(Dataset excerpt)
_ _ _ _ _

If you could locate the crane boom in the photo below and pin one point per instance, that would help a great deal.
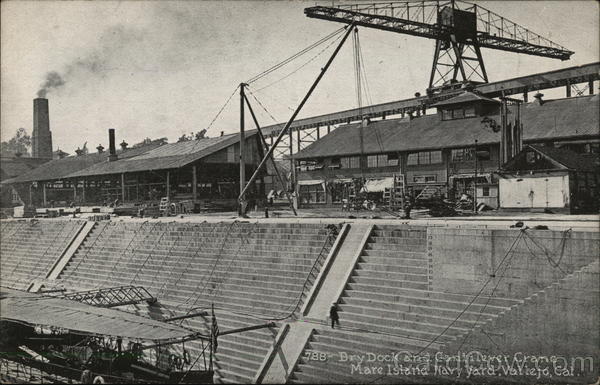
(457, 26)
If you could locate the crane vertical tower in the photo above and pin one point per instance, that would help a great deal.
(460, 29)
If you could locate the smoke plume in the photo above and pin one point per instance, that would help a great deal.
(108, 55)
(53, 81)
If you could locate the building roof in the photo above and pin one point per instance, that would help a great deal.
(11, 167)
(60, 168)
(466, 97)
(34, 309)
(570, 159)
(167, 156)
(554, 119)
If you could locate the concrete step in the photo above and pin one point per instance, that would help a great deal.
(390, 275)
(407, 322)
(392, 257)
(425, 297)
(380, 267)
(389, 284)
(419, 307)
(411, 316)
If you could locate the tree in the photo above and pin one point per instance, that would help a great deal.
(20, 143)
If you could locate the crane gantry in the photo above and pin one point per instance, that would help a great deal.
(459, 28)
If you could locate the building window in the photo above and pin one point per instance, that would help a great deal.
(335, 163)
(458, 113)
(309, 165)
(393, 160)
(425, 178)
(424, 157)
(435, 157)
(381, 160)
(350, 162)
(466, 154)
(412, 160)
(231, 155)
(469, 111)
(312, 194)
(372, 161)
(592, 148)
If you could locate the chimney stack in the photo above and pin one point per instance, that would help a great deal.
(112, 150)
(41, 138)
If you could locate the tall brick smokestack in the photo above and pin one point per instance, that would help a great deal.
(112, 149)
(41, 139)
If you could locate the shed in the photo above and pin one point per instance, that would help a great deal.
(548, 178)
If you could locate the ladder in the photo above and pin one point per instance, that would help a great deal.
(164, 206)
(394, 196)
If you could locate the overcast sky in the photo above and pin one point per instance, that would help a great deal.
(154, 69)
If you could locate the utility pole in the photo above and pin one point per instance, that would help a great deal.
(284, 131)
(242, 200)
(475, 181)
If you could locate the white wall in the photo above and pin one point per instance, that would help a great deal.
(534, 192)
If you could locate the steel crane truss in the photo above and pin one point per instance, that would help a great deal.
(419, 18)
(459, 28)
(113, 296)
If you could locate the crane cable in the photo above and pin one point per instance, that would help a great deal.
(222, 108)
(294, 56)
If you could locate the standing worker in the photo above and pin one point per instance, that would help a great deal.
(335, 318)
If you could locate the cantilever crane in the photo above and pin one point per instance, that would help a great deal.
(459, 28)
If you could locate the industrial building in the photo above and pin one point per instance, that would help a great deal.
(178, 171)
(552, 179)
(121, 297)
(437, 151)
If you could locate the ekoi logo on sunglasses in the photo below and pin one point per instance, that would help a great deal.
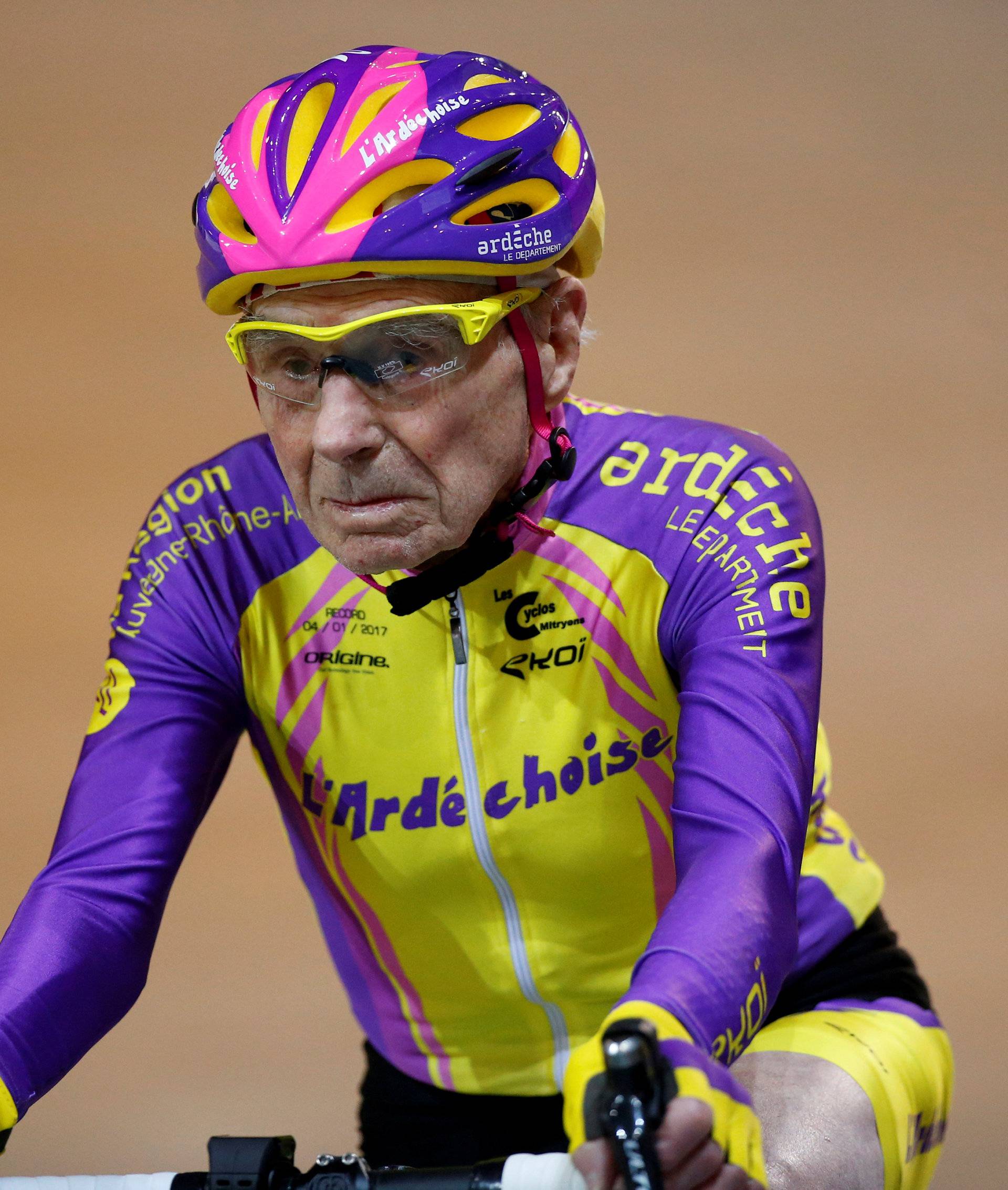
(440, 801)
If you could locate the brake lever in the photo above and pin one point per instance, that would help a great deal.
(639, 1084)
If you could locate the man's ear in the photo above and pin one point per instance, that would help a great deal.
(560, 343)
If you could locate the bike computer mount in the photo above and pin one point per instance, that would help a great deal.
(629, 1102)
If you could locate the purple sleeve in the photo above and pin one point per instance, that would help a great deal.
(167, 721)
(742, 630)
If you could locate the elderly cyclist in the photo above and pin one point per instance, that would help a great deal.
(543, 729)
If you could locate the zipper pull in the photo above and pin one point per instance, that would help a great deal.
(455, 623)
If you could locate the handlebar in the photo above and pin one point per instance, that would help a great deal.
(634, 1094)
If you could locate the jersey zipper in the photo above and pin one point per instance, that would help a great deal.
(478, 827)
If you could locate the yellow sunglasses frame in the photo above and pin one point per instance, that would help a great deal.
(475, 320)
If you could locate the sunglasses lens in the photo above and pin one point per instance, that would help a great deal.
(390, 360)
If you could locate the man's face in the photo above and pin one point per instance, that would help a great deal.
(395, 486)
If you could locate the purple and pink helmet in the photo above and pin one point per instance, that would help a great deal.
(391, 161)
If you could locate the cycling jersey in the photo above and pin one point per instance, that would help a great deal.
(591, 777)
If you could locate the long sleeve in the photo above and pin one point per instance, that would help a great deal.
(166, 723)
(742, 634)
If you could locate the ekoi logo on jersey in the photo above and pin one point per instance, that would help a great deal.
(439, 801)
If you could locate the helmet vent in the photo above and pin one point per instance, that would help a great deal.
(485, 81)
(305, 129)
(371, 110)
(567, 152)
(511, 204)
(388, 189)
(500, 123)
(225, 216)
(488, 170)
(260, 131)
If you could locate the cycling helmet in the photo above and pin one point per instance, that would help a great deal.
(385, 160)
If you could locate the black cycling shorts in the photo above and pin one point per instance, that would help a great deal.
(407, 1122)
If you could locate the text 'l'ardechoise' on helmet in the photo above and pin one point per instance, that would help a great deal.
(386, 160)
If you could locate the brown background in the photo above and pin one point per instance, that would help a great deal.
(806, 237)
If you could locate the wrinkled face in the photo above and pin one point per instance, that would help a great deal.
(395, 485)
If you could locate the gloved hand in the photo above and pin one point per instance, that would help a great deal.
(681, 1139)
(9, 1115)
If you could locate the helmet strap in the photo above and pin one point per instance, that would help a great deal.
(491, 543)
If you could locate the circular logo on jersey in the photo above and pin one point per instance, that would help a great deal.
(112, 697)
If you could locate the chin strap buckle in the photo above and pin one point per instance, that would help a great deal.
(560, 466)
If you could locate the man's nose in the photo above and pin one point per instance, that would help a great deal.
(348, 423)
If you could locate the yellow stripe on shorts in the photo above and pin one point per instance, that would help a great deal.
(902, 1064)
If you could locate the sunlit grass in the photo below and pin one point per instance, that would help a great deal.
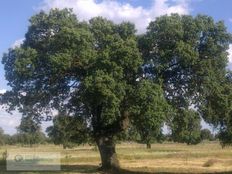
(167, 157)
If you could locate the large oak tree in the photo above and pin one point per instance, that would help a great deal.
(189, 56)
(86, 69)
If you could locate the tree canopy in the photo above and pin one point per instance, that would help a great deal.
(109, 77)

_ _ _ _ _

Make an exact copy of the whole listing, but don't bring over any pictures.

If you could locate the crane boom in the photo below and pin one point per instance, that would help a great deal.
(457, 26)
If you could locate the crane vertical tower in the photo above and pin one point per instance, that would help a great deal.
(460, 29)
If you could locate the smoke plume in the photo above and pin one point per instance, that would help a great deal.
(108, 55)
(53, 81)
If you could locate the building roof in the photo above and pin one point per instance, that would help a great deal.
(11, 167)
(60, 168)
(466, 97)
(34, 309)
(570, 159)
(167, 156)
(554, 119)
If you could locate the concrete step in the photo above and pin one point per instance, that would help a great deal.
(390, 275)
(407, 322)
(392, 257)
(425, 297)
(380, 267)
(389, 284)
(419, 307)
(411, 316)
If you could locate the tree in the photo above and pin one point per instance, that would help a great deal.
(20, 143)
If you could locate the crane gantry in the photo above and pin one point per instance, that would help a great deal.
(459, 28)
If you could locate the building window in the photo above and pin one point per instance, that would help a great deal.
(335, 163)
(458, 113)
(309, 165)
(393, 160)
(425, 178)
(424, 157)
(435, 157)
(381, 160)
(350, 162)
(466, 154)
(412, 160)
(231, 155)
(469, 111)
(312, 194)
(372, 161)
(592, 148)
If you could locate the chimney stack in the photo above and pin one point per instance, that would help a great deal.
(112, 150)
(41, 138)
If you could locate the tall brick smokestack in the photo above and pin one point per instance, that would help a great deal.
(112, 149)
(41, 139)
If you could locate the shed in the photo above and pin one point per instance, that would help a great deal.
(548, 178)
If you could locate the ladder in the photo above and pin one point per instance, that would help a great deal.
(164, 206)
(394, 196)
If you could locate the overcast sky in the photo above and pin one point per instance, that would help a great deal.
(154, 69)
If you could locate the utility pole in the photo above and pin one point per instance, that would help a great deal.
(284, 131)
(242, 200)
(475, 181)
If you could locate the white wall in the photo above and pin one point per instance, that would help a great deal.
(534, 192)
If you could locate the steel crane truss in the photo above and pin one point per instance, that would help a great deal.
(419, 18)
(459, 28)
(113, 296)
If you could locate the crane cable in the photo above and pin one point per instance, that would help a great deal.
(222, 108)
(294, 56)
If you could locate the standing worker in the photo above and pin one point per instance, that would help a great deal.
(335, 318)
If you could locate the cantilever crane in the photo above and pin one point per instance, that would help a great deal.
(459, 28)
If you could locate the industrial building in the photo above and pin one point per instance, that would help a great deal.
(178, 171)
(552, 179)
(121, 297)
(437, 151)
If you could locate the ekoi logo on sunglasses in the photo below and pin one point per instance, that would help a great deal.
(440, 801)
If you could locate the brake lever in the photo above and pin one point per instance, that would help a great deal.
(639, 1084)
If you could locate the man's ear in the photo above and pin one point per instance, that would help a great deal.
(560, 343)
If you could locate the bike computer mount in the photo above and pin one point per instance, that would help a great deal.
(629, 1102)
If you could locate the purple sleeve in the photo above and pin one point per instance, that would help a great deal.
(167, 721)
(742, 630)
If you could locate the elderly cyclist in the photo above and pin one point per instance, that would help a great deal.
(543, 729)
If you could locate the zipper pull in the photo above and pin one point per instance, that would help a great deal.
(455, 623)
If you could locate the handlebar in the photo above and pin one point per instance, that would help a great deal.
(634, 1094)
If you could locate the jersey zipper in the photo above and pin one point per instance, that would help a great deal.
(478, 827)
If you could locate the yellow sunglasses frame in the photo above and pin one point per instance, that would help a great deal.
(475, 320)
If you could locate the sunglasses lens in the photo above and pin one point per instance, that would help a great deal.
(390, 360)
If you could locate the man's face in the photo above and pin one point per instance, that would help a great deal.
(395, 486)
If you could locate the purple and pink helmet in the photo above and pin one point per instance, that would help a great deal.
(391, 161)
If you could locate the cycling jersey in the photo above and pin one point per instance, that would help a great deal.
(591, 777)
If you could locate the long sleeve in the photo above and pin one point per instance, that would help a great deal.
(166, 723)
(742, 634)
If you could locate the ekoi logo on jersey in the photo above and pin one point per instance, that would help a great deal.
(439, 801)
If you could locate the helmet vent in the photo above and pin one point per instance, that would help a great deal.
(485, 81)
(305, 129)
(371, 110)
(567, 152)
(511, 204)
(388, 189)
(500, 123)
(225, 216)
(488, 170)
(260, 131)
If you could locate the cycling helmet in the photo above and pin one point per instance, that would help a great deal.
(385, 160)
If you could locate the black cycling shorts in the photo above and pin one point per instance, that would help a great deal.
(407, 1122)
If you could locate the text 'l'ardechoise' on helmet in the photo above and pin one point per instance, that would help a great deal.
(386, 160)
If you could locate the brown background in the photo above and pin one point per instance, that would help a great deal.
(806, 237)
If you could locate the wrinkled face in the photo above and pin one point per instance, that would help a great deal.
(395, 485)
If you could locate the gloved hand in the photo above and pin one point per instance, that would help a great deal.
(681, 1139)
(9, 1115)
If you could locate the helmet strap in the photo above and pin one point per instance, that would help a great deal.
(491, 543)
If you could locate the circular logo on jersey in the photo above and pin one point per instance, that would help a great deal.
(112, 697)
If you could locate the chin strap buckle in the photo above and pin one point per instance, that would help a great deal.
(560, 466)
If you could locate the man's nose in the photo above and pin one point per instance, that would help a great deal.
(348, 423)
If you could locate the yellow stripe on shorts in the photo above and pin one point per instance, that would help a great deal.
(902, 1064)
If you could locate the sunlit grass in the photo below and pin one point per instance, that would help a great deal.
(167, 157)
If you could locate the large oak tree in the photo above and pin one point per instance, that would help a great deal.
(189, 56)
(86, 69)
If you could locate the tree canopy in the photo above and pin one point per instance, that would help a great deal.
(109, 77)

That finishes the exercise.